Task description
Read the listing below and tally the lines that contain "paper"; the reply is that tally only.

___

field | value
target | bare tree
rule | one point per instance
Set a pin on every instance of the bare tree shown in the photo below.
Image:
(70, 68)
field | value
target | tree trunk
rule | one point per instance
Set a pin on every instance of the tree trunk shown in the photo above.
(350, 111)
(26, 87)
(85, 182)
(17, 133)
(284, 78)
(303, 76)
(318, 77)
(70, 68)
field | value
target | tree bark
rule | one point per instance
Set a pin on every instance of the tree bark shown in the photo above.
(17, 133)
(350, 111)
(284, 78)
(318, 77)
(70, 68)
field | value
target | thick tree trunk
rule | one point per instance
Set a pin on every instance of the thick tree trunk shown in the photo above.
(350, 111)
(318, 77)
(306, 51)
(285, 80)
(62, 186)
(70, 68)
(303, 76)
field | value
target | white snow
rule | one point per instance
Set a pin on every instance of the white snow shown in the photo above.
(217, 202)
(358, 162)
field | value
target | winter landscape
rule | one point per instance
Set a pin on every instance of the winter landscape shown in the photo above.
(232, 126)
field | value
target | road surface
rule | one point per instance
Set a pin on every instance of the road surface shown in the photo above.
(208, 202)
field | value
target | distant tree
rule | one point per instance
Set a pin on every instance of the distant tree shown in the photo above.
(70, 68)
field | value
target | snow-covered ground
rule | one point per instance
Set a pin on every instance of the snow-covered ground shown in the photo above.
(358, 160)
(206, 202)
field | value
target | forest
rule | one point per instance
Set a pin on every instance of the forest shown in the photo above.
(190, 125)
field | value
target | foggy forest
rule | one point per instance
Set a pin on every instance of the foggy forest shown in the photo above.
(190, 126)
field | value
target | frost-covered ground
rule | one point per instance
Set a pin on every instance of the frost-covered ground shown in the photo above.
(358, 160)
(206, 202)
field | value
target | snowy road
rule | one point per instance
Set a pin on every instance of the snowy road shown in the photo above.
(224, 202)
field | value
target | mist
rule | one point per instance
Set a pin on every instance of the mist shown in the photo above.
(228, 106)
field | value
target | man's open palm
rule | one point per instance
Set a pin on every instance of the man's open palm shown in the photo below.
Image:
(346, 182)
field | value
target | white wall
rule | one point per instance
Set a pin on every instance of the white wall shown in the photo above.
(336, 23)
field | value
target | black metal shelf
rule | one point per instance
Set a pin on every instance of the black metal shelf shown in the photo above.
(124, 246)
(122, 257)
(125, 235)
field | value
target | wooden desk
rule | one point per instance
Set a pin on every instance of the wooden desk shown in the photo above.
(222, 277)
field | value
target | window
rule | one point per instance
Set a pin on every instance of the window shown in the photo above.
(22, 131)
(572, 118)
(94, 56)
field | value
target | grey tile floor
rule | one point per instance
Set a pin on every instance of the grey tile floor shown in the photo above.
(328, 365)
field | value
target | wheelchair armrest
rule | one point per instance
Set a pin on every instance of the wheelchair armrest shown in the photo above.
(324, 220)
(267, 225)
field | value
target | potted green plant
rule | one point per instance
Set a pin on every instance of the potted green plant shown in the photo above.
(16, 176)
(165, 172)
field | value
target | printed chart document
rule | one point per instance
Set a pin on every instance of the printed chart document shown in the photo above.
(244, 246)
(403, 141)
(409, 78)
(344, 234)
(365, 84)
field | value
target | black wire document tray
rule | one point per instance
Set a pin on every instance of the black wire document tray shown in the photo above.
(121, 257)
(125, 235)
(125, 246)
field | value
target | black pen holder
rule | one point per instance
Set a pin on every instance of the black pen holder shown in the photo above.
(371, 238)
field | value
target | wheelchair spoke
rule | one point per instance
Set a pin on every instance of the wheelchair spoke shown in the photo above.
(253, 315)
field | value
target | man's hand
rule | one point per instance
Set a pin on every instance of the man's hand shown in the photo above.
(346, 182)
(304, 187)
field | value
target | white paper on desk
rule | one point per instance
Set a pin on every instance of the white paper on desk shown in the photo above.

___

Reply to the task
2